◆ **Required work**
Take the lines below beginning at the line that has "Each instance receives one keypoint. Mark the large" and stopping after the line that has "Each instance receives one keypoint. Mark the window", and print them exactly as they are, with no other lines.

◆ **Records to process**
+ + + +
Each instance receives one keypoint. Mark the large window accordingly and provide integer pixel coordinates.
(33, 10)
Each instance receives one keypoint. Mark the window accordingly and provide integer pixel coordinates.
+ + + +
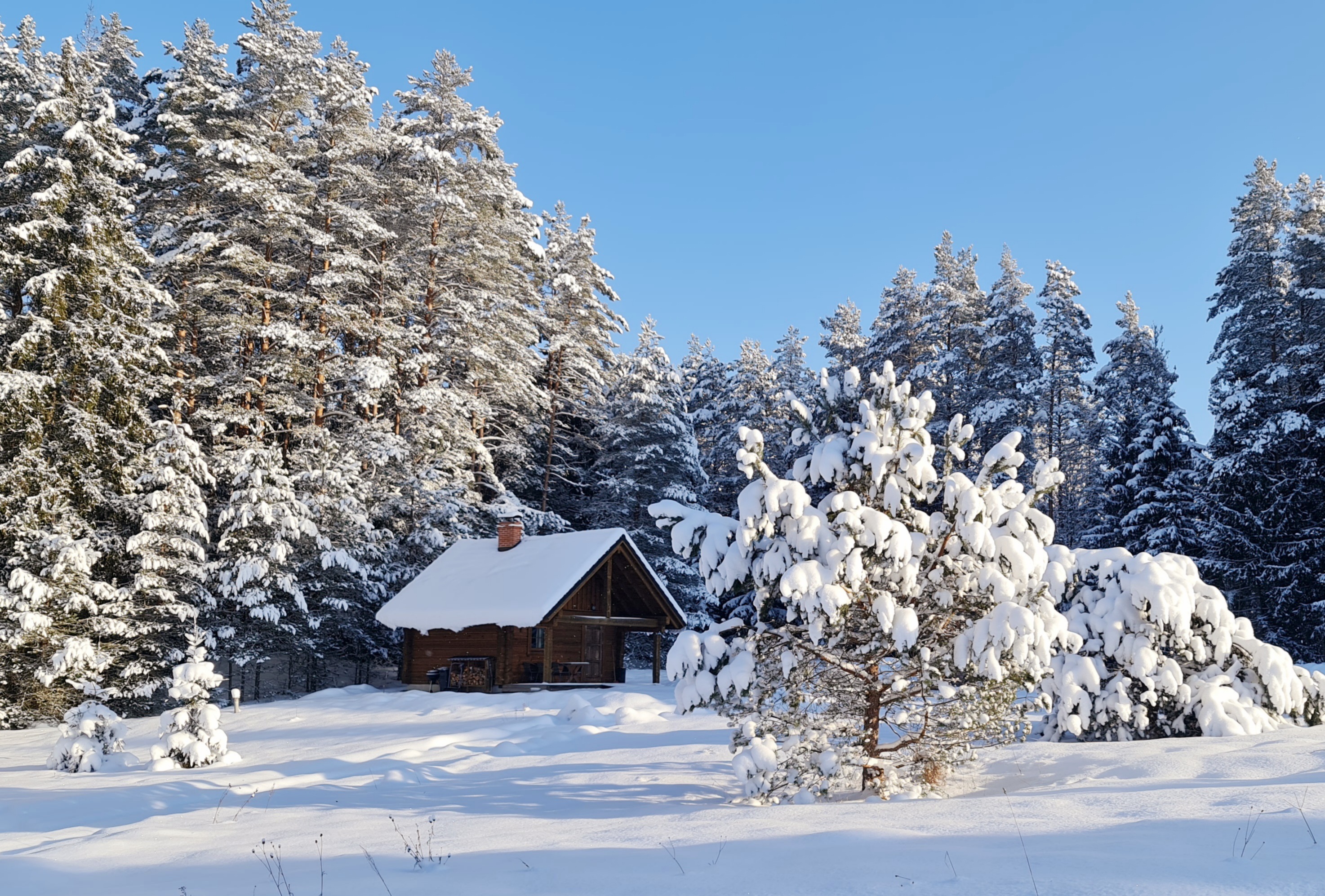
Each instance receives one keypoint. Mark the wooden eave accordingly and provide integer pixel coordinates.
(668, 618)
+ + + +
◆ **Exercise solution**
Each instance receives one keypoint. Mark the large window accordingly and provide integer pixel coordinates.
(33, 10)
Each instance receives one keypoint. Mark the window accordingly and provide integer pixel coordinates.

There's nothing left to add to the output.